Start of Information shown

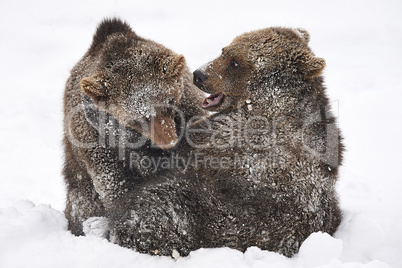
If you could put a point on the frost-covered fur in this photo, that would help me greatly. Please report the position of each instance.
(120, 99)
(271, 154)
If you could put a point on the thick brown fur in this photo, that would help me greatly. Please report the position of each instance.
(277, 139)
(125, 96)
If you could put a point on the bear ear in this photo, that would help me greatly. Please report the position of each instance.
(303, 34)
(312, 66)
(95, 87)
(176, 66)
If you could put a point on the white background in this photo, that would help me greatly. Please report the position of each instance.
(41, 41)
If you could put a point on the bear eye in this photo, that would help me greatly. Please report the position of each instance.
(234, 64)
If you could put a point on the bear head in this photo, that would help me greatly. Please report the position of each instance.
(269, 58)
(137, 81)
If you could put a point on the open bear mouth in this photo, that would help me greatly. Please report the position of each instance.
(213, 100)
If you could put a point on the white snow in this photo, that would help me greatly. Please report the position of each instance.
(42, 40)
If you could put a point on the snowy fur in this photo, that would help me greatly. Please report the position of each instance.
(275, 118)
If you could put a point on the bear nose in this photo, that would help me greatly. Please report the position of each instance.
(199, 77)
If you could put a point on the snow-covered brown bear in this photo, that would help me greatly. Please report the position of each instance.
(125, 100)
(269, 157)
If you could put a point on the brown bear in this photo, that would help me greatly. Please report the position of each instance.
(124, 99)
(269, 157)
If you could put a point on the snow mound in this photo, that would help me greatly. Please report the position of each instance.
(37, 236)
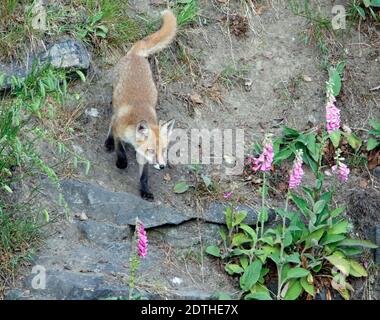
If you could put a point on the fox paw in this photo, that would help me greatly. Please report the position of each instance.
(147, 195)
(121, 164)
(109, 145)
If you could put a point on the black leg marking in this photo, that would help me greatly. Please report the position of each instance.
(145, 193)
(121, 161)
(110, 143)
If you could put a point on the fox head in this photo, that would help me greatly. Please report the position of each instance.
(152, 142)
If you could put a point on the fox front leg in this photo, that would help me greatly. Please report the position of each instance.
(110, 141)
(144, 187)
(121, 155)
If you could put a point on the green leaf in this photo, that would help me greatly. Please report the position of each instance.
(249, 231)
(294, 290)
(293, 258)
(282, 155)
(296, 273)
(340, 67)
(7, 188)
(339, 262)
(339, 228)
(87, 168)
(46, 215)
(336, 212)
(228, 213)
(351, 251)
(258, 292)
(251, 275)
(372, 144)
(222, 234)
(358, 243)
(375, 124)
(213, 250)
(240, 238)
(81, 75)
(319, 206)
(354, 141)
(207, 181)
(258, 296)
(233, 268)
(288, 238)
(313, 238)
(290, 133)
(332, 238)
(301, 204)
(244, 261)
(181, 187)
(308, 287)
(336, 82)
(357, 270)
(222, 296)
(361, 11)
(239, 217)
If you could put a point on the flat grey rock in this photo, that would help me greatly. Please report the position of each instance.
(123, 208)
(7, 72)
(119, 208)
(65, 54)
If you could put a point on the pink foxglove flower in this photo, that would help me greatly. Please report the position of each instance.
(297, 171)
(142, 240)
(264, 161)
(228, 195)
(342, 170)
(332, 117)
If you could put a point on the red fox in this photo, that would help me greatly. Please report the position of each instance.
(134, 119)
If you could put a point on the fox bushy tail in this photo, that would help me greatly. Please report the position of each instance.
(158, 40)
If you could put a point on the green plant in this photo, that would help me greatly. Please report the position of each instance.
(374, 140)
(358, 8)
(311, 248)
(187, 12)
(32, 101)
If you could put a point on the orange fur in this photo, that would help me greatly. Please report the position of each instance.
(134, 92)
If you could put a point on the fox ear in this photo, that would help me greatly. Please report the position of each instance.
(142, 130)
(167, 127)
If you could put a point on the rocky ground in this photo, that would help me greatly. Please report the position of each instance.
(87, 256)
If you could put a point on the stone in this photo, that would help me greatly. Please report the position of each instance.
(103, 232)
(67, 54)
(120, 208)
(7, 72)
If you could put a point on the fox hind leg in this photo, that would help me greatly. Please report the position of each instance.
(121, 155)
(110, 141)
(144, 187)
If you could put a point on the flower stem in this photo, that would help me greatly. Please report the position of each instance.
(135, 261)
(263, 204)
(279, 268)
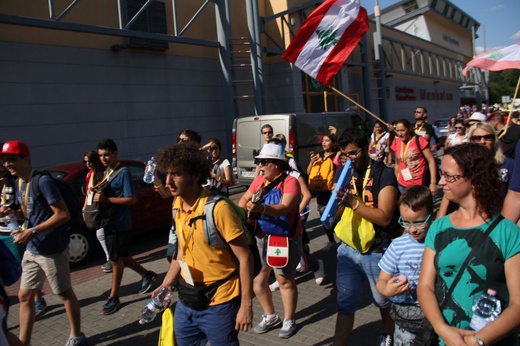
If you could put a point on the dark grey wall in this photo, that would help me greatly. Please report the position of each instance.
(61, 100)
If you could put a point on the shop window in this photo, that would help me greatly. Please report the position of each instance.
(153, 19)
(319, 98)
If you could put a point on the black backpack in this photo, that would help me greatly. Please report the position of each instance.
(68, 195)
(393, 230)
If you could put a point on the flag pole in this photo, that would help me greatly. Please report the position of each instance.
(511, 110)
(360, 106)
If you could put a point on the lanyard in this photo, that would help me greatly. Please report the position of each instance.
(403, 154)
(191, 222)
(106, 177)
(365, 180)
(418, 130)
(25, 196)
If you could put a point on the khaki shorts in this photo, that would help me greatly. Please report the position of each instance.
(55, 267)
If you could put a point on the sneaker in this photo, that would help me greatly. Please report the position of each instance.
(112, 305)
(40, 306)
(274, 286)
(266, 325)
(147, 282)
(288, 329)
(77, 340)
(385, 340)
(330, 246)
(320, 273)
(107, 267)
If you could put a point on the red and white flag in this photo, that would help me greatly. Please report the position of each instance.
(327, 37)
(497, 60)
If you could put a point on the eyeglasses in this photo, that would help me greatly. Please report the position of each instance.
(264, 162)
(451, 178)
(487, 138)
(353, 153)
(417, 225)
(10, 159)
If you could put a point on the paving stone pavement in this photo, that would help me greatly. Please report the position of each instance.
(315, 315)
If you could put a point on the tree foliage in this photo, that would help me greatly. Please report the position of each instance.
(502, 83)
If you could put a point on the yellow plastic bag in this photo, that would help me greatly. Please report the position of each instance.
(167, 335)
(355, 231)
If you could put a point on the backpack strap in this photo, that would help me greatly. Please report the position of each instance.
(211, 233)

End of Information shown

Task requirements:
Reproduce, word for word, everything in the listing above except the pictures.

Answer box:
If you could put a point on the frost-covered fur in this photo, that would help me greatly. Please report the position of each instance.
(120, 99)
(271, 154)
If you could put a point on the thick brown fur in this photo, that would help me greatly. Please report the position of each instance.
(277, 139)
(125, 96)
If you could put a point on the bear ear in this photo, that would help me greatly. Please report the position of each instance.
(303, 34)
(312, 66)
(95, 87)
(176, 66)
If you could put a point on the white background in this photo, that would help me greatly. Please report the position of each instance.
(41, 41)
If you could put a point on the bear eye in this photo, that would help me greatly. Please report the position of each instance.
(234, 64)
If you could put a point on the bear head in this photo, that would help me greatly. Please report the position of each instance.
(269, 58)
(137, 81)
If you could put a point on the open bear mouth in this photo, that would help me greatly. Please report the position of each instance.
(213, 100)
If you could put a point on the white snow in this photo, that would help me greatly. Please report the position of each instance.
(42, 40)
If you could put a point on the snowy fur in this photo, that would help me greatly. Please report the position of each instance.
(275, 118)
If you could put a point on the bear nose in this photo, that would help me greatly. Please report the position of each instance.
(199, 77)
If you could put a point on the snow-covered brown bear in this photo, that would help me greatly. Please report the position of each instance.
(125, 100)
(269, 157)
If you could put a point on the brown bear in this photo, that would help me greatly. Please report the position of each instance.
(124, 99)
(269, 157)
If you could put a point on the snow mound in this photo, that would help me greatly. Please report the position of each instance.
(37, 236)
If you could put a point on the fox paw in this photo, that would help me greatly. Please report the position of each instance.
(147, 195)
(121, 164)
(109, 145)
If you could put a point on the black leg marking in this photo, that would help me greatly. Please report the position of each instance.
(145, 193)
(121, 161)
(110, 143)
If you could put a point on the fox head in this photo, that would help me greatly. Please report the position of each instance.
(152, 142)
If you could put a point on the fox front leg in this photo, that would help me greatly. Please report the position of each instance.
(110, 141)
(144, 187)
(121, 155)
If you could put a point on the green leaf in this photo, that would help me greatly. Please report the position of each instance.
(249, 231)
(294, 290)
(293, 258)
(282, 155)
(296, 273)
(340, 67)
(7, 188)
(339, 262)
(339, 228)
(87, 168)
(46, 215)
(336, 212)
(228, 213)
(351, 251)
(258, 292)
(251, 275)
(372, 144)
(222, 234)
(358, 243)
(375, 124)
(213, 250)
(240, 238)
(81, 75)
(319, 206)
(354, 141)
(207, 181)
(258, 296)
(233, 268)
(288, 238)
(313, 238)
(290, 133)
(332, 238)
(301, 204)
(244, 261)
(181, 187)
(308, 287)
(336, 82)
(357, 270)
(222, 296)
(361, 11)
(239, 217)
If you could put a point on the flat grey rock in this photo, that would help me greatly. Please report the position of each instance.
(123, 208)
(7, 72)
(119, 208)
(65, 54)
If you could put a point on the pink foxglove flower in this photo, that would help me greatly. Please report the position of each instance.
(297, 171)
(142, 240)
(264, 161)
(228, 195)
(342, 170)
(332, 117)
If you could put a point on the red fox in this photo, that would help me greatly. Please report the position of each instance.
(134, 119)
If you could put a point on the fox bushy tail in this photo, that would help me greatly. Please report the position of each instance.
(158, 40)
If you could put a point on the green plant in this photo, that would help me greatly. Please report the position of each instance.
(374, 140)
(358, 8)
(311, 248)
(187, 12)
(32, 101)
If you could put a point on the orange fur in this photo, that would help me greatly. Please report the position of each instance.
(134, 92)
If you could put a point on the fox ear in this photo, that would help me greatly. Please report the position of each instance.
(142, 130)
(167, 127)
If you could put a point on the rocky ground in this photo, that would help me greatly. Please report the position of each instance.
(87, 256)
If you could put a point on the stone in this photo, that would help me greatly. Please report the position of each instance.
(103, 232)
(67, 54)
(120, 208)
(7, 72)
If you could put a point on the fox hind leg in this photo, that would help me greatly. Please report the position of each instance.
(121, 155)
(110, 141)
(144, 187)
If you could put a point on the flower stem in this photo, that would help me greatly. Please report the position of each instance.
(135, 261)
(263, 204)
(279, 268)
If you could put a point on the dark grey wall in this photo, that would help me greatly. Please report the position of each instance.
(61, 100)
If you could put a point on the shop window in this photo, that would help me greatly. Please report the position of each instance.
(153, 19)
(319, 98)
If you could put a point on the black backpack in this photo, that would help me greatly. Please report the position of each instance.
(68, 195)
(393, 230)
If you could put a point on the flag pole in this photo, that would help me greatly. Please report the position of each instance.
(511, 110)
(360, 106)
If you could put a point on the lanyard in this photo, that would help me greatly. Please report the position of each instance.
(403, 154)
(191, 222)
(106, 177)
(365, 180)
(418, 130)
(25, 196)
If you could put a point on the khaki shorts in this photo, that would help me greatly. Please report the position of each instance.
(55, 267)
If you could put a point on the sneaker in this photo, that would help me greatly. Please report the position of each instance.
(112, 305)
(40, 306)
(274, 286)
(266, 325)
(147, 282)
(288, 329)
(77, 340)
(385, 340)
(330, 246)
(320, 273)
(107, 267)
If you could put a point on the red and white flag in this photo, that would help me greatly. Please report the position of each instance.
(327, 37)
(497, 60)
If you could put a point on the eyeglasses in this photo, that would help me greatly. Please report the position of each instance.
(264, 162)
(451, 178)
(487, 138)
(353, 153)
(417, 225)
(10, 159)
If you could put a point on the paving stone pavement in this photo, that would help me greatly. Please report the position of each instance.
(315, 315)
If you could put a point on the tree foliage in this photo, that would help me greatly. Please report the position of each instance.
(502, 83)
If you could put a point on the yellow plastic bag in this photo, that would help me greatly. Please report the position of each instance.
(167, 335)
(355, 231)
If you could put a point on the backpack strap in this photo, that would help me greatly. Please report the position of each instance.
(211, 233)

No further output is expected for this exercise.